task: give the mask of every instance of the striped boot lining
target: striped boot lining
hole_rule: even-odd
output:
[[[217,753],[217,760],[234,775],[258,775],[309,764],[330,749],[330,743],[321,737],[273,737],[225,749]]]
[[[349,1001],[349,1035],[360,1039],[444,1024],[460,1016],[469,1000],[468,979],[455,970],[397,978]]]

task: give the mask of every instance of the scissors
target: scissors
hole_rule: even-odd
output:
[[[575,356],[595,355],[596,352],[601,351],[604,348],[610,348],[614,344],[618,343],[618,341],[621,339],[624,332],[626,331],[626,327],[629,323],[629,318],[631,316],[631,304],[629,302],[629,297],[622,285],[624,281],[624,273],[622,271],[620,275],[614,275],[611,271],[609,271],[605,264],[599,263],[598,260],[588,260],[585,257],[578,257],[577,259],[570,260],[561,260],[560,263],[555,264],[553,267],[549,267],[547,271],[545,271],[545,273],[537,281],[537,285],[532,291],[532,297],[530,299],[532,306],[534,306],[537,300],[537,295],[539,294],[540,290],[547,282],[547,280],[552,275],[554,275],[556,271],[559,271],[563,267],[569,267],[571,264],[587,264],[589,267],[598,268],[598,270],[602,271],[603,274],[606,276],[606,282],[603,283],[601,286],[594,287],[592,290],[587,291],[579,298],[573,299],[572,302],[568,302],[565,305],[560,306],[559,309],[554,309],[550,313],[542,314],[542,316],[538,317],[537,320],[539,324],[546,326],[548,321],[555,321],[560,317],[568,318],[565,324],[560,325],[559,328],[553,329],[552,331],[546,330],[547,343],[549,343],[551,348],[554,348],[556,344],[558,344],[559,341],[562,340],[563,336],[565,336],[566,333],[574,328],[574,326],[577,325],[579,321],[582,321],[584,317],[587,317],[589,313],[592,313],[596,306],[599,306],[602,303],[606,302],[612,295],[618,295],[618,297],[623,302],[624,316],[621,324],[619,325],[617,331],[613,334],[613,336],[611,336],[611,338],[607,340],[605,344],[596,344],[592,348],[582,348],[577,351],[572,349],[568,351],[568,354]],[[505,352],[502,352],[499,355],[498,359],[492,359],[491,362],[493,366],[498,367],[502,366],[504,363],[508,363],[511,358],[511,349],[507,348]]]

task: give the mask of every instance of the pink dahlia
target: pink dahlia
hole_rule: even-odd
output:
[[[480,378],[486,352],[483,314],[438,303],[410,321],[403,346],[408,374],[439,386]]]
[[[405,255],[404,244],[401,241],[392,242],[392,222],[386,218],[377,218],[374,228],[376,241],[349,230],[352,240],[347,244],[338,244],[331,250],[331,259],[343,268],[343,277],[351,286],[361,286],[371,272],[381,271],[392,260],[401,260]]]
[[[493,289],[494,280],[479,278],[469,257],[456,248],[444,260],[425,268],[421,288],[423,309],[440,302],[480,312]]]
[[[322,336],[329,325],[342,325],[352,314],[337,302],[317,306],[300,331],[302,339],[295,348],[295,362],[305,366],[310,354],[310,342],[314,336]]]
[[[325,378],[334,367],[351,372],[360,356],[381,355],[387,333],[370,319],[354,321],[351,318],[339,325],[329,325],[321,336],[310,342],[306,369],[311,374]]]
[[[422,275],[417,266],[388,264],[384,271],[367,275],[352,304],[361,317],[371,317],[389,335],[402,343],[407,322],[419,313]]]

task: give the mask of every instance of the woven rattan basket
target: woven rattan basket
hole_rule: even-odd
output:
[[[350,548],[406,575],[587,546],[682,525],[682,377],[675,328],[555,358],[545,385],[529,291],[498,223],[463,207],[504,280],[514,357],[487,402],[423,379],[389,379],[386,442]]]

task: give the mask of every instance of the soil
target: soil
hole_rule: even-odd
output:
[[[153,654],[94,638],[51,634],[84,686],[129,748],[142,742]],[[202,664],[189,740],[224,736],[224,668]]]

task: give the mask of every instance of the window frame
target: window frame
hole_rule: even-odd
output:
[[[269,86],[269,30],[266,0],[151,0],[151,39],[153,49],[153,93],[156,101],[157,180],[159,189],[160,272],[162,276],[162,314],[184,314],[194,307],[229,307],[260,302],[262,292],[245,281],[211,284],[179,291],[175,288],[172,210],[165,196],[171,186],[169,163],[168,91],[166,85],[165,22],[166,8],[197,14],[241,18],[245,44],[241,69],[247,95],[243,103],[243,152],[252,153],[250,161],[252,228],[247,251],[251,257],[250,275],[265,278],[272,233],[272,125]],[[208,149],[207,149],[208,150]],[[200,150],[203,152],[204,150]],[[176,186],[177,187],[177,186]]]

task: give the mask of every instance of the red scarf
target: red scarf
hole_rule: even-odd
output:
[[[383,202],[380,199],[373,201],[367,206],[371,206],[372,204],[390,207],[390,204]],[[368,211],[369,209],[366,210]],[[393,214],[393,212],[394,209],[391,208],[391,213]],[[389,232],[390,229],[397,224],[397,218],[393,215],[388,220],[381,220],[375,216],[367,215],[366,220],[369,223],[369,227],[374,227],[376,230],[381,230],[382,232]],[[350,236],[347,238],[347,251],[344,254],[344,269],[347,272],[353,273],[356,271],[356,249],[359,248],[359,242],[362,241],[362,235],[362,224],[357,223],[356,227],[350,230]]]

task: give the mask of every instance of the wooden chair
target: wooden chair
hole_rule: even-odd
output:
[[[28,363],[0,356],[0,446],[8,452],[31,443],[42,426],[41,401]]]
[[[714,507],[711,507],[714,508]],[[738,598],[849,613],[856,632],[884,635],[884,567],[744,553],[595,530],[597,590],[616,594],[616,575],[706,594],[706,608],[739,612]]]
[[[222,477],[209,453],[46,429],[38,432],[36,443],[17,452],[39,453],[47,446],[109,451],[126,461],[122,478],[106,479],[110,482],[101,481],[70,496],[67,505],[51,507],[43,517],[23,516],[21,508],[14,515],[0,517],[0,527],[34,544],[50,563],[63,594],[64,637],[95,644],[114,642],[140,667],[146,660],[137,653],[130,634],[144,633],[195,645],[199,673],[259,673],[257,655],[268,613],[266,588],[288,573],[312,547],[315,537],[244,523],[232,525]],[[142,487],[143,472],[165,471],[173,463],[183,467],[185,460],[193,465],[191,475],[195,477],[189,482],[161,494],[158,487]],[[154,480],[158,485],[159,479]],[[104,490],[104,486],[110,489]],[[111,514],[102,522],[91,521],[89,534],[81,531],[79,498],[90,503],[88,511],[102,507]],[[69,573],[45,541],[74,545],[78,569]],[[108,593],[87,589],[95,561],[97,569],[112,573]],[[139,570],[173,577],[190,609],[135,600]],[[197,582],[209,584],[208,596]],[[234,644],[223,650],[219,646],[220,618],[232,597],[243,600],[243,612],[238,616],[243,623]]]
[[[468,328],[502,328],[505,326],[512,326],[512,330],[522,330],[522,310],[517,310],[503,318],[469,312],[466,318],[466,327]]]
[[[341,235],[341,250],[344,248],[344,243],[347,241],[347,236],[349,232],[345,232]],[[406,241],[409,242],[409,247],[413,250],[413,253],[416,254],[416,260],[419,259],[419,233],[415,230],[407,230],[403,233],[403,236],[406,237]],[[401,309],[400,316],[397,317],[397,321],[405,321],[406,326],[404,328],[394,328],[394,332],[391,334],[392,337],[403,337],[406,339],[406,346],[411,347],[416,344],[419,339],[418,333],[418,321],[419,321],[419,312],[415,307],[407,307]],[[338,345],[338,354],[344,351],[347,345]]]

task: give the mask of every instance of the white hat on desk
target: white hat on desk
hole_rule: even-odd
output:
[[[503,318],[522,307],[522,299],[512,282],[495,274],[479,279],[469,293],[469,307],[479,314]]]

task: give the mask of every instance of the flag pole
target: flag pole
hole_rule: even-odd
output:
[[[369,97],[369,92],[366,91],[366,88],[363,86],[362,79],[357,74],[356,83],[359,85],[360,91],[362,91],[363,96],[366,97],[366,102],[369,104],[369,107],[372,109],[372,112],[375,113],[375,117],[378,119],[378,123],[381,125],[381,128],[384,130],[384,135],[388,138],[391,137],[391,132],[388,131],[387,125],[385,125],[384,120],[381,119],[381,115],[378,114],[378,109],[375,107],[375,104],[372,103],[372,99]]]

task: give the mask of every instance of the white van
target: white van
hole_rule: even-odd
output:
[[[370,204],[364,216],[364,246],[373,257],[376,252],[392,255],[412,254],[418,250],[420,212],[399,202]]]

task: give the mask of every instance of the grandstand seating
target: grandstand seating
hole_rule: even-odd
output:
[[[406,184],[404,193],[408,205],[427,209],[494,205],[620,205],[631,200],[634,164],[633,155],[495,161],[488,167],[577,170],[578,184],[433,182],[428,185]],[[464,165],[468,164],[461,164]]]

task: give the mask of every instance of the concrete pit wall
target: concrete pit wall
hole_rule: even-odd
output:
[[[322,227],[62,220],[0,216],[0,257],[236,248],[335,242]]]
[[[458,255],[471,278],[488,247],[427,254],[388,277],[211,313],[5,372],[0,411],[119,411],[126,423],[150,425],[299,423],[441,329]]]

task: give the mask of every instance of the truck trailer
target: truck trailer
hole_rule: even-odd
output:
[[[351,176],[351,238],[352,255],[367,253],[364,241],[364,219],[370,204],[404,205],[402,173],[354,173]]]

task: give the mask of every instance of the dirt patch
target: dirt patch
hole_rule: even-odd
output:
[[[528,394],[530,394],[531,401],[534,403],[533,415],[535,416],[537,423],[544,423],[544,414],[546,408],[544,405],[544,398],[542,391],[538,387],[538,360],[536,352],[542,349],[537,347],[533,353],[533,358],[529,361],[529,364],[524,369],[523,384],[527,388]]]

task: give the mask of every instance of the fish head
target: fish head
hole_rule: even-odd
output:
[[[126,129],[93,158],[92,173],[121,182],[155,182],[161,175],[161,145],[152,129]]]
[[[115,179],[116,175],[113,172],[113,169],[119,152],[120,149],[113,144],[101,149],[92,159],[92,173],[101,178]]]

**EXERCISE PROMPT**
The lines from the one with "target: concrete pit wall" through the end of the data above are to be set down exactly, with both boundary lines included and no other lines.

**EXERCISE OUTPUT**
target: concrete pit wall
hole_rule: even-odd
output:
[[[322,227],[62,220],[0,216],[0,257],[236,248],[335,242]]]
[[[458,255],[471,278],[488,247],[427,254],[388,277],[211,313],[5,372],[0,411],[119,411],[126,423],[150,425],[299,423],[441,329]]]

task: give the mask of every instance of the truck trailer
target: truck trailer
hole_rule: even-odd
output:
[[[351,176],[351,238],[352,255],[367,253],[364,241],[364,219],[370,204],[404,205],[402,173],[354,173]]]

task: give the mask of every instance of the dirt patch
target: dirt patch
hole_rule: even-odd
output:
[[[528,394],[530,394],[531,401],[534,403],[533,415],[535,416],[537,423],[544,423],[544,414],[546,408],[544,405],[544,398],[542,391],[538,387],[538,360],[536,352],[542,349],[537,347],[533,353],[533,358],[529,361],[529,364],[524,369],[523,384],[527,388]]]

task: give the mask of every instance of the fish head
target: fish head
hole_rule: even-odd
output:
[[[126,129],[93,158],[92,173],[121,182],[155,182],[161,175],[161,145],[152,129]]]
[[[115,179],[116,175],[113,172],[113,169],[119,152],[120,149],[113,144],[101,149],[92,159],[92,173],[101,178]]]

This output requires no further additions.